**DIRECTIONS FOR THIS TASK**
Rewrite the records below, replacing every "thickest part" with "widest part" and keeping everything else the same. Leave the pictures out of your answer.

**INPUT ROWS**
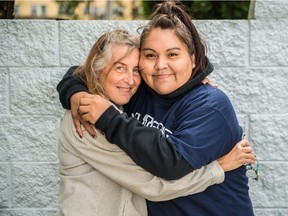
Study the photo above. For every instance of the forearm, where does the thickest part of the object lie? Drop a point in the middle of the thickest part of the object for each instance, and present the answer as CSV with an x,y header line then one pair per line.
x,y
159,157
69,85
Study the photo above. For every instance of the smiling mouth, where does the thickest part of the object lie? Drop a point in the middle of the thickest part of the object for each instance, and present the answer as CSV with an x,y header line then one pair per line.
x,y
162,76
126,89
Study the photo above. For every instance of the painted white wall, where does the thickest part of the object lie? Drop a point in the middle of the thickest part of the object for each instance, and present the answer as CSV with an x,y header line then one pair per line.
x,y
251,66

**RESPONSE TO THIS EXERCISE**
Study the photo above. For every instance of the forearm, where does the widest part of the object lie? Drop a point in the middle of the widest part of the object for each instance, and present the answer as CSV with an x,y header line then one pair per line.
x,y
159,157
69,85
Study the photo above. For every instance of the smiling mouth, where does the widest part of the object lie? Drop a point in the middle of the widest part of the object for each instance, and present the answer as CSV with an x,y header line then one pair per line.
x,y
162,76
126,89
Study the photo above. For every instance of the painted white wall, where does the widest part of the object lie? Drop a point in the middle of the widest part of the object for each instance, and present the answer as CSV with an x,y header line then one pair per line.
x,y
251,66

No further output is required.